▸ **Challenge**
Copy each line of the data below that contains the string "bale", matching case exactly.

▸ **The data**
--------------------------------

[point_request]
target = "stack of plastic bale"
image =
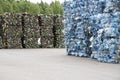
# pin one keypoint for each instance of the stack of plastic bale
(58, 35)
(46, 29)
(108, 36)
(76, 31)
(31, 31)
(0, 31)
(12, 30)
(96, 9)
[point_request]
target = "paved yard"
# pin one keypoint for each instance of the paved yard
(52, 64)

--------------------------------

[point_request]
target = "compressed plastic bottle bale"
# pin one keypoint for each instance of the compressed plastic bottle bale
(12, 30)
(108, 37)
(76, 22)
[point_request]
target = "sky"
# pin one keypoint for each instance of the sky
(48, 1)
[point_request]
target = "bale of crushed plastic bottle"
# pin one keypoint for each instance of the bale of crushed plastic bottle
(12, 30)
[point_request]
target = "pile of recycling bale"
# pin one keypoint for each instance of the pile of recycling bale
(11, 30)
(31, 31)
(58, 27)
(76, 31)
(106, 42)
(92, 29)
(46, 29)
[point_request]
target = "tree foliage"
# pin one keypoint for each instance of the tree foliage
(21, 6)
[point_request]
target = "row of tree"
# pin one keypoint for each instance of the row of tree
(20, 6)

--------------------------------

▸ **Solution below**
target = "stack of plastic bale"
# pin one keypoint for each instance of the stack of plastic bale
target = "compressed plastic bottle bale"
# pin one keypoint for each instance of the compressed plastic bottle bale
target = "bale of crushed plastic bottle"
# pin one keypoint for each instance of the bale of crushed plastic bottle
target = "pile of recycling bale"
# pin one keypoint for each instance of the pile of recycling bale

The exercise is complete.